Nothing but the images is to be left out of your exact copy of the entries.

(Exercise data)

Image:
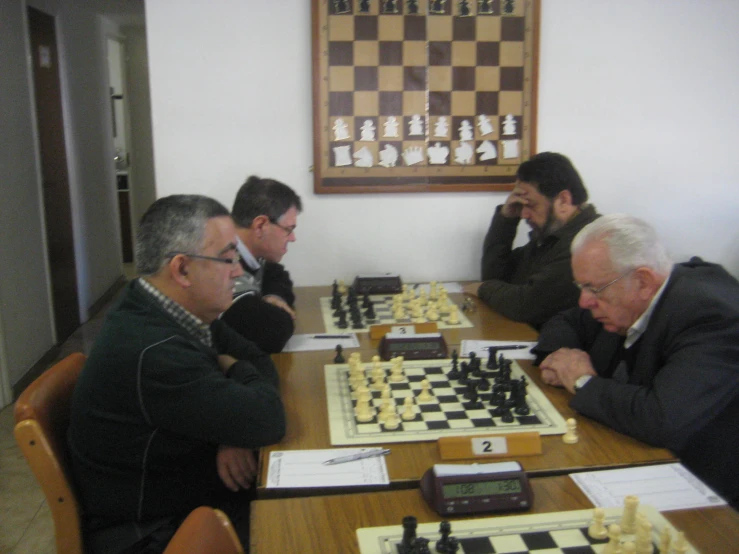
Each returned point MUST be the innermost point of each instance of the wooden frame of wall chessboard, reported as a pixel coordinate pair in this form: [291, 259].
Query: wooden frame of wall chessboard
[423, 95]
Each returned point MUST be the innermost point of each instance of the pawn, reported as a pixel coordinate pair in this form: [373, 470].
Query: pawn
[597, 529]
[570, 437]
[614, 542]
[425, 394]
[408, 413]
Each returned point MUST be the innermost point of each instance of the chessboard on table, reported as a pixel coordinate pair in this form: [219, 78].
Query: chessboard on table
[550, 533]
[447, 414]
[382, 306]
[423, 95]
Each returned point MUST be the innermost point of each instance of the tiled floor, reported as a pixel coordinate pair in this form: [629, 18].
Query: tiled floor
[26, 526]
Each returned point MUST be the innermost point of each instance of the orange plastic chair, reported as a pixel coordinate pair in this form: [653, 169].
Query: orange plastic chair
[205, 531]
[41, 420]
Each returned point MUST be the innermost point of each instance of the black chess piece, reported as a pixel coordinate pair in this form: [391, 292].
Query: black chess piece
[410, 523]
[492, 358]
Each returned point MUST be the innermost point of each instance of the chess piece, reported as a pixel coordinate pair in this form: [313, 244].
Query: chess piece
[597, 529]
[628, 518]
[614, 540]
[425, 394]
[570, 436]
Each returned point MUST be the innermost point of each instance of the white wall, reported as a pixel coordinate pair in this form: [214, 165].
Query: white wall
[638, 94]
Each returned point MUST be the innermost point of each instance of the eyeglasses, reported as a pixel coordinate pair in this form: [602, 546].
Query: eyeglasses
[592, 290]
[288, 230]
[232, 261]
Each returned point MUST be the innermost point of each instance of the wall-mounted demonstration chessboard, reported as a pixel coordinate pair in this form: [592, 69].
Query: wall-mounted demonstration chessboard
[423, 95]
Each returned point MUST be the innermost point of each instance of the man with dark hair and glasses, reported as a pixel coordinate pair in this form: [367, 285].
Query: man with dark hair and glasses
[265, 212]
[533, 282]
[172, 402]
[653, 348]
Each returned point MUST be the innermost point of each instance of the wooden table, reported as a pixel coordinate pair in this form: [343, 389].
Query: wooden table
[304, 395]
[329, 523]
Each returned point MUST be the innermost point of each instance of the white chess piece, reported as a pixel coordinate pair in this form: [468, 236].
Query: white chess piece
[597, 529]
[441, 128]
[487, 151]
[465, 130]
[341, 129]
[438, 154]
[363, 157]
[342, 156]
[509, 125]
[388, 156]
[483, 123]
[368, 130]
[464, 153]
[391, 127]
[415, 125]
[570, 436]
[510, 149]
[628, 518]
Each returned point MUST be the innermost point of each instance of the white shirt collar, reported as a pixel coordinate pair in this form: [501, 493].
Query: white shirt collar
[640, 325]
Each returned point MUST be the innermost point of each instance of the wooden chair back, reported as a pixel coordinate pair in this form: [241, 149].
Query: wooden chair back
[41, 419]
[205, 531]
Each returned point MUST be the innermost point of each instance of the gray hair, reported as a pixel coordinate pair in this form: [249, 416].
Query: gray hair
[631, 243]
[173, 224]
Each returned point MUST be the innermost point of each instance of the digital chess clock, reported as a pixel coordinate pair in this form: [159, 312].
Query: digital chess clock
[478, 488]
[378, 284]
[424, 346]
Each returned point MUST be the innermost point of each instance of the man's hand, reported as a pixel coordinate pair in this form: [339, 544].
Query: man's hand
[280, 303]
[563, 367]
[471, 288]
[236, 467]
[515, 201]
[225, 362]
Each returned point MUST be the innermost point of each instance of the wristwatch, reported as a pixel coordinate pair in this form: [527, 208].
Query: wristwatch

(End Exercise data)

Final answer
Image:
Each returned point MUST be the innermost point of each instance of the wooden frame of wall chessboard, reported as a pixel coordinate pair in this form: [291, 259].
Query: wooden frame of wall chessboard
[423, 95]
Each returned point MUST be the innermost point of each instance of the pawn, reported as a pixel coordinate pair in this form: [373, 470].
Query: pawn
[597, 529]
[570, 437]
[614, 542]
[425, 394]
[408, 413]
Each returned point MUST be the innermost point of each instance of the chessboard on table, reported as a pixel coordinate pair in this form: [219, 78].
Query: chessboard on table
[550, 533]
[447, 414]
[382, 306]
[423, 95]
Each returned point MUST be the innermost point of each instance of the tiled floor, reported as a pixel coordinate pair in this form: [629, 18].
Query: tiled floor
[26, 526]
Each returned point MUST be the innermost point of each instance of the orange plastic chair, reported as a pixel coordinate pair in this form: [653, 169].
Query: orange plastic chair
[205, 531]
[41, 420]
Each returned point MUST be the innermost point of each instance of the black chess piece, reported as a pixel coordinate pair in this form: [391, 292].
Query: black chess piece
[410, 523]
[492, 358]
Each returned point MUST be the innermost point of each instance of the chess piece, reported as a pixel coordinate pair in this form: [313, 244].
Query: chess piece
[597, 529]
[628, 518]
[614, 540]
[425, 394]
[570, 436]
Each returned point MUST be the innermost point of each instance of the white wall, reported as a pixel coordinate pair in this form: [214, 165].
Query: white wall
[638, 94]
Each returned point MUST be the innermost point of each instance of the eyeglasses, reported as a pixel coordinate pair in this form: [602, 546].
Query: eyeglasses
[592, 290]
[288, 230]
[232, 261]
Each returned point MUST be the innermost point of each instance of the wall-mounted demonstration chessboard, reported as a pixel coordinate pair in this form: [592, 69].
Query: wall-mounted demonstration chessboard
[423, 95]
Each returned point MUST be the innermost point of each instance of the man with dark hair and glasses, reported as a pixel coordinate pair in this form: [367, 285].
Query: man with dark hair and glasses
[265, 212]
[533, 282]
[172, 402]
[653, 348]
Each returned point MUST be the innermost point of each instance of the wooden table, reported as a pixel coordinate pair in this form: [343, 389].
Query: wooden table
[304, 395]
[329, 523]
Each returned point MUST be the innermost point of each instance of the white chess piece, reported as a pixel coordinate pair in this form: [468, 236].
Query: white chess piece
[597, 529]
[441, 128]
[487, 151]
[465, 130]
[341, 129]
[438, 154]
[363, 157]
[342, 156]
[509, 125]
[388, 156]
[483, 123]
[368, 130]
[464, 153]
[391, 127]
[415, 125]
[570, 436]
[510, 149]
[628, 518]
Each returned point MUST be the innermost point of each instance of the white shirt collar, reported as a pixel coordinate pair in this form: [501, 493].
Query: white shirt collar
[640, 325]
Each returned point MUST be the innermost point of each instance of the wooden chair back, reported as a pixel coordinate pair in this form: [241, 149].
Query: wooden chair back
[41, 419]
[205, 531]
Each returned point MUST be the innermost point of each instance of the gray hair, reported as a pixel coordinate pair in this form: [249, 416].
Query: gray hair
[631, 243]
[173, 224]
Each returned point MUST be the innermost point of each instance of the digital chess clock, reported as a pixel coordinate pair in this form: [159, 312].
Query: digital chess clock
[478, 488]
[378, 284]
[424, 346]
Each returned point MUST be the innermost point of each instance of the man's hand, reported as a pixel coordinate pair in this form: [339, 544].
Query: man's hand
[280, 303]
[563, 367]
[471, 288]
[236, 467]
[515, 201]
[225, 362]
Each returned point MUST be the innermost point of each instance of the wristwatch, reported as a pixel coordinate pair in this form: [527, 208].
Query: wristwatch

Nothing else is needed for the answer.